[DAFTAR TUGAS]
[1] Bisakah Anda mengetik ulang bagian teks bacaan dari "Sikap agresif AS" sampai "menjaga perasaan China." tanpa mengubah apa pun?
[2] Menurut teks bacaan, apa tujuan sikap agresif AS di kawasan, dan mengapa Vietnam sebelumnya selalu bersikap hati-hati? Jawab dalam satu sampai tiga kalimat.

══ TEKS BACAAN

Minggu sebelumnya sejumlah delegasi militer Vietnam diundang naik ke atas kapal induk AS bertenaga nuklir, USS George Washington, yang tengah berada di perairan Laut China Selatan, tidak jauh dari Danang. Acara itu terkait peringatan 15 tahun normalisasi hubungan diplomasi AS-Vietnam.
Sikap agresif AS di kawasan bertujuan mengimbangi perkembangan pengaruh China. Ini terasa dari pendekatan yang dilakukan AS ke Vietnam, yang secara geografis dekat dengan China. Vietnam menerima pendekatan AS itu setelah sebelumnya selalu bersikap hati-hati demi menjaga perasaan China.
Demonstrasikan kekuatan
Menurut pakar Vietnam asal The Australian Defence Force Academy di Canberra, Carl Thayer, pihak AS sengaja mendemonstrasikan kekuatan dan kehadiran militer di Laut China Selatan. Vietnam membiarkan hal itu terjadi. Vietnam juga diketahui mengambil sikap tidak ”gampangan” menyikapi ambisi China yang semakin tampil berpengaruh di kawasan perairan itu.
Salah seorang sumber di Departemen Pertahanan Vietnam menyebutkan, kehadiran kapal-kapal perang AS di pelabuhan Vietnam punya signifikansi strategis sangat besar bagi negaranya. Hal itu sekaligus menunjukkan adanya keberimbangan (pengaruh) regional dalam konteks pertahanan di sana.
Dia juga yakin AS dapat memainkan peran lebih penting di kawasan Laut China Selatan, yang memang dipahami kerap menjadi obyek perseteruan antarbanyak negara, seperti Vietnam, Taiwan, Malaysia, Brunei, dan Filipina, terutama terkait Kepulauan Paracel dan Spratley.
Filipina menolak
Pemerintah Filipina mengkritik kehadiran AS di kawasan perairan Laut China Selatan. Ditegaskan, negara-negara di wilayah Asia Tenggara tidak membutuhkan kekuatan AS terkait penuntasan sengketa yang terjadi di sana.

════
══ DATA ENTRI

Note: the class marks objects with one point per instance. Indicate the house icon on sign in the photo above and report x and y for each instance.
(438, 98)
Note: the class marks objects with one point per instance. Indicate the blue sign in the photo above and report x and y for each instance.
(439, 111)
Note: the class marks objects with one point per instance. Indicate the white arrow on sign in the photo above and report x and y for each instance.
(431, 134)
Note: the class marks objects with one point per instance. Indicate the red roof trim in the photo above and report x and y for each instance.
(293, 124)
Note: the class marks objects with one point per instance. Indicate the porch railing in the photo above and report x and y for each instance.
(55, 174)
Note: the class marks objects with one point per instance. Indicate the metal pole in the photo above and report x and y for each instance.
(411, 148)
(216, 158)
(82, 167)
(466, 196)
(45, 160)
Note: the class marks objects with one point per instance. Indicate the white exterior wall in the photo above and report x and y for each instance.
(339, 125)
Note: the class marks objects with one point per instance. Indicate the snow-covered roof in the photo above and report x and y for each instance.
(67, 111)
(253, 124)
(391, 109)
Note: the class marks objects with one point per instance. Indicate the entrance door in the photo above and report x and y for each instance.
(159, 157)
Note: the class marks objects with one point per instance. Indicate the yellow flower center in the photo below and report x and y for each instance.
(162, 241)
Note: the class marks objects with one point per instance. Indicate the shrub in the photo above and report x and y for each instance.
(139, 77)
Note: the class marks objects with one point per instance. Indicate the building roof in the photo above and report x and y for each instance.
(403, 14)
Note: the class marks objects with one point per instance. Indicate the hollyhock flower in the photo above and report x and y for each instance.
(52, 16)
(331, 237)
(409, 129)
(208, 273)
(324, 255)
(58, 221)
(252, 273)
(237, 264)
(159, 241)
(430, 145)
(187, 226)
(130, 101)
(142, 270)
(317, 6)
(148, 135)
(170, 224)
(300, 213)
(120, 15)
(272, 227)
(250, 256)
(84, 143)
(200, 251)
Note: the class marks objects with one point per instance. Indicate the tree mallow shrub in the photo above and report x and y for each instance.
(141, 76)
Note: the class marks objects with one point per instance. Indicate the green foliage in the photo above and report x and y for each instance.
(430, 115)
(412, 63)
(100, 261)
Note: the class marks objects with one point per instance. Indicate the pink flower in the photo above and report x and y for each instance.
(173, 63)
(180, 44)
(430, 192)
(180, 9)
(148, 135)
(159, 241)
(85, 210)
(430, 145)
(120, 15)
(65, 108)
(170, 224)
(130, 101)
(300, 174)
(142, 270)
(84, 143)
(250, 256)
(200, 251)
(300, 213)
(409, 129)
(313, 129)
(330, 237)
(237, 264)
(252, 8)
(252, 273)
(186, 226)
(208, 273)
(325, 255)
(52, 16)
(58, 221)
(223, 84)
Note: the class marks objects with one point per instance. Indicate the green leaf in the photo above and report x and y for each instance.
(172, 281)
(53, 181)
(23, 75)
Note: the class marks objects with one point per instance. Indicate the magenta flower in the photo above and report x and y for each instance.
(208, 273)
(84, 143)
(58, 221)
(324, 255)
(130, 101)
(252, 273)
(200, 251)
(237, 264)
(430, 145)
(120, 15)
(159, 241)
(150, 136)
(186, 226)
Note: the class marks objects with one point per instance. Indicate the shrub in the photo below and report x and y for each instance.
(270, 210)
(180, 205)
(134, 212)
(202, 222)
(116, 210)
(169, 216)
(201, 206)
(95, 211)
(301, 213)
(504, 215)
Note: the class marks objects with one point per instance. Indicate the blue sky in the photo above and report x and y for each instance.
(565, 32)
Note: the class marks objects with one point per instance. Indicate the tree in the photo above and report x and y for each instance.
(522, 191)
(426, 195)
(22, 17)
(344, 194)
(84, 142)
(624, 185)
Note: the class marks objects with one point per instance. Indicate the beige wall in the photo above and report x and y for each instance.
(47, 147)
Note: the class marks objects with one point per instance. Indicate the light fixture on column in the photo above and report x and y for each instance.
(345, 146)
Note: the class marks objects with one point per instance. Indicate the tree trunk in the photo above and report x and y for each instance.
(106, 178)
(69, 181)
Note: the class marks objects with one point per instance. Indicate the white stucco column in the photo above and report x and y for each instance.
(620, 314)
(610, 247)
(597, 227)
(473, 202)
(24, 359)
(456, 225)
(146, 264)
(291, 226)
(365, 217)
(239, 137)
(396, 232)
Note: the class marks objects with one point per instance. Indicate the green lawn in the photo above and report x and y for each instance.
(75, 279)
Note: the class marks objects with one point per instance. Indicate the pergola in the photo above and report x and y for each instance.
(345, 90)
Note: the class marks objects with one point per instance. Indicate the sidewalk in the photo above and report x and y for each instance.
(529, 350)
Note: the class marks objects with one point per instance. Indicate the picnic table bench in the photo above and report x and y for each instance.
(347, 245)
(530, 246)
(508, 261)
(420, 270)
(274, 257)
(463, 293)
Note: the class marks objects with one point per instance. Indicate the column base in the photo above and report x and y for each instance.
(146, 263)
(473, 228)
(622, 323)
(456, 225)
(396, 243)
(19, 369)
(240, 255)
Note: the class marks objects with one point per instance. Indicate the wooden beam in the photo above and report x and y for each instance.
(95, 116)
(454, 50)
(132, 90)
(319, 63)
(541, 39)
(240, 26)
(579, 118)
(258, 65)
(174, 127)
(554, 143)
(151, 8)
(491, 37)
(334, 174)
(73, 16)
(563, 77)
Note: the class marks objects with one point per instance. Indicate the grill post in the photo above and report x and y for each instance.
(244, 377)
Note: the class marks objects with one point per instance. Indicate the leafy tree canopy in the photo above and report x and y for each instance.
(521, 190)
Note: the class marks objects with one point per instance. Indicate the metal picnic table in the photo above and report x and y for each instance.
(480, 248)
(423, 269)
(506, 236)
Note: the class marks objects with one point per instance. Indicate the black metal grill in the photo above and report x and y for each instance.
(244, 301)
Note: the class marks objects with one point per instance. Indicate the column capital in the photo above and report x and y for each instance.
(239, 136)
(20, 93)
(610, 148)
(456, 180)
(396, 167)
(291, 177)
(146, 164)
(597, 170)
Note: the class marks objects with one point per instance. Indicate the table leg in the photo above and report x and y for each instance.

════

[JAWABAN PER TUGAS]
[1]
Sikap agresif AS di kawasan bertujuan mengimbangi perkembangan pengaruh China. Ini terasa dari pendekatan yang dilakukan AS ke Vietnam, yang secara geografis dekat dengan China. Vietnam menerima pendekatan AS itu setelah sebelumnya selalu bersikap hati-hati demi menjaga perasaan China.

[2] Sikap agresif AS di kawasan bertujuan mengimbangi perkembangan pengaruh China. Vietnam sebelumnya selalu bersikap hati-hati demi menjaga perasaan China.